A tabela possui PK `(exchange, market, symbol, timeframe, timestamp_utc)`.
Vamos inserir com `ON CONFLICT DO NOTHING` para ser idempotente.


In [None]:
def ensure_tmp_table(cur) -> None:
    cur.execute(
        """
        CREATE TEMP TABLE IF NOT EXISTS tmp_ohlcv (
            exchange TEXT NOT NULL,
            market TEXT NOT NULL,
            symbol TEXT NOT NULL,
            timeframe TEXT NOT NULL,
            timestamp_utc TIMESTAMPTZ NOT NULL,
            open DOUBLE PRECISION NOT NULL,
            high DOUBLE PRECISION NOT NULL,
            low DOUBLE PRECISION NOT NULL,
            close DOUBLE PRECISION NOT NULL,
            volume DOUBLE PRECISION NOT NULL,
            turnover DOUBLE PRECISION,
            source TEXT NOT NULL
        );
        """
    )


def copy_chunk_to_tmp(cur, rows: Iterable[tuple]) -> None:
    # psycopg3 COPY
    with cur.copy(
        "COPY tmp_ohlcv (exchange, market, symbol, timeframe, timestamp_utc, open, high, low, close, volume, turnover, source) FROM STDIN"
    ) as copy:
        for row in rows:
            copy.write_row(row)


def flush_tmp_into_main(cur) -> int:
    cur.execute(
        """
        INSERT INTO ohlcv_candles (
            exchange, market, symbol, timeframe, timestamp_utc,
            open, high, low, close, volume, turnover, source
        )
::::
> INSTRUÇÃO DADA: Dê sequência ao trecho sobre a gravação de candles OHLCV no PostgreSQL, começando logo depois da última linha mostrada. A listagem a seguir vem de outra fonte, sem relação com o trecho.

[Linhas do conjunto de dados]
::::
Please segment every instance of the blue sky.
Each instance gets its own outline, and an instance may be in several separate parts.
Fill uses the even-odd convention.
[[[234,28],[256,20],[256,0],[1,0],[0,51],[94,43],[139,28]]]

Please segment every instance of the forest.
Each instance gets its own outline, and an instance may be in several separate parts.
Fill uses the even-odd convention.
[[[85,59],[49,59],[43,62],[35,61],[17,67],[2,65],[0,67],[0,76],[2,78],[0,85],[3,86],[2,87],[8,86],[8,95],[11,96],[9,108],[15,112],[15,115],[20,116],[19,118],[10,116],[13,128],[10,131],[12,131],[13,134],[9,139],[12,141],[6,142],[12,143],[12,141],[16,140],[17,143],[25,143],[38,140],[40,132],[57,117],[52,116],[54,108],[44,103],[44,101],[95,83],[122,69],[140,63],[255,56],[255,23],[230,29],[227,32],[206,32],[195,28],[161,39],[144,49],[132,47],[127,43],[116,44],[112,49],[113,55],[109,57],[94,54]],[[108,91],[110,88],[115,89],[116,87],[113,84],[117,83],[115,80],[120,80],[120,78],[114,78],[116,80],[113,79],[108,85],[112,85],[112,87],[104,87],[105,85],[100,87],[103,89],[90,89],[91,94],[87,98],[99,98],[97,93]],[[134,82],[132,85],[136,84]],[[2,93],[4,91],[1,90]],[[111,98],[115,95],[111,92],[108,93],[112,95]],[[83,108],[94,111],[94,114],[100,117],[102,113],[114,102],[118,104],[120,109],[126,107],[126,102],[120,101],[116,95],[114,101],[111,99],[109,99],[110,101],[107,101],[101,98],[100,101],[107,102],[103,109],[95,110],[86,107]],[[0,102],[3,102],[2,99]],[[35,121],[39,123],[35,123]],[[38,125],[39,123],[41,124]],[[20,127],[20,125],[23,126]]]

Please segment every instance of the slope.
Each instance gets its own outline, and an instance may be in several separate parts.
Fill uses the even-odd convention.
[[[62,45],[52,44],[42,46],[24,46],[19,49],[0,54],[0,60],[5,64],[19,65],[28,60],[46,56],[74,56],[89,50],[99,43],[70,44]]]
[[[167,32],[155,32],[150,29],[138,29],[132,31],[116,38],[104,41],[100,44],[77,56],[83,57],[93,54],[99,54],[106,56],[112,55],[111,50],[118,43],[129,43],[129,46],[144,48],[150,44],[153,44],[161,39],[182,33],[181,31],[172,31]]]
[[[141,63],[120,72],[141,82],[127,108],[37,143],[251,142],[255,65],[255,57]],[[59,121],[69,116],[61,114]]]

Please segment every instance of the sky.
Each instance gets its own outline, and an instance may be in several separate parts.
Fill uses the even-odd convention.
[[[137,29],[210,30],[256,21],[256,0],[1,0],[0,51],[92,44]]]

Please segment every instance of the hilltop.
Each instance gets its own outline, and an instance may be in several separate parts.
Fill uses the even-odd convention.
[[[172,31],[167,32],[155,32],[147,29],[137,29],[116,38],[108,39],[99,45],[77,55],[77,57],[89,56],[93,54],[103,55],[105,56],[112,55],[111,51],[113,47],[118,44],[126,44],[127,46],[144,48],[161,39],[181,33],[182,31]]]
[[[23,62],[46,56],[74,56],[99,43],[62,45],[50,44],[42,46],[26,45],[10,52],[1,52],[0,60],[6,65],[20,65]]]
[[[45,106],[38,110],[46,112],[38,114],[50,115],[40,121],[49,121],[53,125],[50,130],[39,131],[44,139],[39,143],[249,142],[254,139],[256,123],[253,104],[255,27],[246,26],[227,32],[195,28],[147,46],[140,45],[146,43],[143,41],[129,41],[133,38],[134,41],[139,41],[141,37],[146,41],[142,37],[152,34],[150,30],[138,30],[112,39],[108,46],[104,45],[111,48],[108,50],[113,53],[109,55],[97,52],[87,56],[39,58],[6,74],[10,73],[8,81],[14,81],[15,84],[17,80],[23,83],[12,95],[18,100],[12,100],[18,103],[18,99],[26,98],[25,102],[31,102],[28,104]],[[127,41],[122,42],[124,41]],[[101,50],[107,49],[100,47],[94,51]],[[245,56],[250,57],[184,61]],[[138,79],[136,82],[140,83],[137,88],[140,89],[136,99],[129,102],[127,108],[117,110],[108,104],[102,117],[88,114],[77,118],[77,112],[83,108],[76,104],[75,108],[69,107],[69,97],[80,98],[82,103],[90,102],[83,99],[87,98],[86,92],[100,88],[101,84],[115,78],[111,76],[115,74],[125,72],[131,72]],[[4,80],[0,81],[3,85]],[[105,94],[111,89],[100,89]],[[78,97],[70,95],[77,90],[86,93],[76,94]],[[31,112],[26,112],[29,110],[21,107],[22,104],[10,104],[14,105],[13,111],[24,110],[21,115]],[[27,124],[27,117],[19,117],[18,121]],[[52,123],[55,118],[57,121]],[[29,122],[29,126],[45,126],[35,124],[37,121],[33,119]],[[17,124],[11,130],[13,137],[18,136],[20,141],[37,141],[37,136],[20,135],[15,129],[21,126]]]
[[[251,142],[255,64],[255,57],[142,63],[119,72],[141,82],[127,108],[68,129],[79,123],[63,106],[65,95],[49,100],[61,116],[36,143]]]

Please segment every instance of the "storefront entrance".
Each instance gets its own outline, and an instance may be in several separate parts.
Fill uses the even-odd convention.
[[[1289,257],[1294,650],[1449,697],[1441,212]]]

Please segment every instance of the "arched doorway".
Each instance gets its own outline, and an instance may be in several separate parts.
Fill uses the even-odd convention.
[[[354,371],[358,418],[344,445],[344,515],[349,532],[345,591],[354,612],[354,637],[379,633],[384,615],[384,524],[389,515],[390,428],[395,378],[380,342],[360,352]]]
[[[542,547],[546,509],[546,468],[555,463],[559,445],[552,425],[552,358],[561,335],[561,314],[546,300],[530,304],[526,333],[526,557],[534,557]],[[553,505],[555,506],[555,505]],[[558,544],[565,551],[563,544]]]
::::
> RESPOSTA ESCRITA:
        SELECT
            exchange, market, symbol, timeframe, timestamp_utc,
            open, high, low, close, volume, turnover, source
        FROM tmp_ohlcv
        ON CONFLICT DO NOTHING;
        """
    )
    return int(cur.rowcount or 0)


def ingest_kline_chunk(conn, *, symbol: str, df: pd.DataFrame) -> int:
    # Normalize and sort
    df = df.copy()
    df = df[(df["timestamp_utc"] >= START_DT) & (df["timestamp_utc"] <= END_DT)]
    if df.empty:
        return 0

    df = df.sort_values("timestamp_utc", kind="stable")
    df = df.drop_duplicates(subset=["timestamp_utc"], keep="last")

    exchange = "binance"
    market = "spot"
    timeframe = KAIROS_TIMEFRAME
    source = "binance_vision"

    rows = (
        (
            exchange,
            market,
            symbol,
            timeframe,
            ts.to_pydatetime(),
            float(o),
            float(h),
            float(l),
            float(c),
            float(v),
            (None if pd.isna(t) else float(t)),
            source,
        )
        for ts, o, h, l, c, v, t in zip(
            df["timestamp_utc"],
            df["open"],
            df["high"],
            df["low"],
            df["close"],
            df["volume"],
            df.get("turnover", pd.Series([None] * len(df))),
            strict=False,
        )
    )

    with conn.cursor() as cur:
        ensure_tmp_table(cur)
        cur.execute("TRUNCATE tmp_ohlcv;")
        copy_chunk_to_tmp(cur, rows)
        inserted = flush_tmp_into_main(cur)
    return inserted


## Baixar + Ingerir (BTC/ETH)

Este passo pode demorar dependendo do intervalo. Use um intervalo curto para smoke test.


In [None]:
def ingest_symbol(conn, symbol: str) -> int:
    total_inserted = 0
    for yyyy_mm in MONTHS:
        url = vision_monthly_url(symbol, VISION_TIMEFRAME, yyyy_mm)
        zip_path = CACHE_DIR / f"{symbol}-{VISION_TIMEFRAME}-{yyyy_mm}.zip"
        print("download", symbol, yyyy_mm)
        download_if_missing(url, zip_path)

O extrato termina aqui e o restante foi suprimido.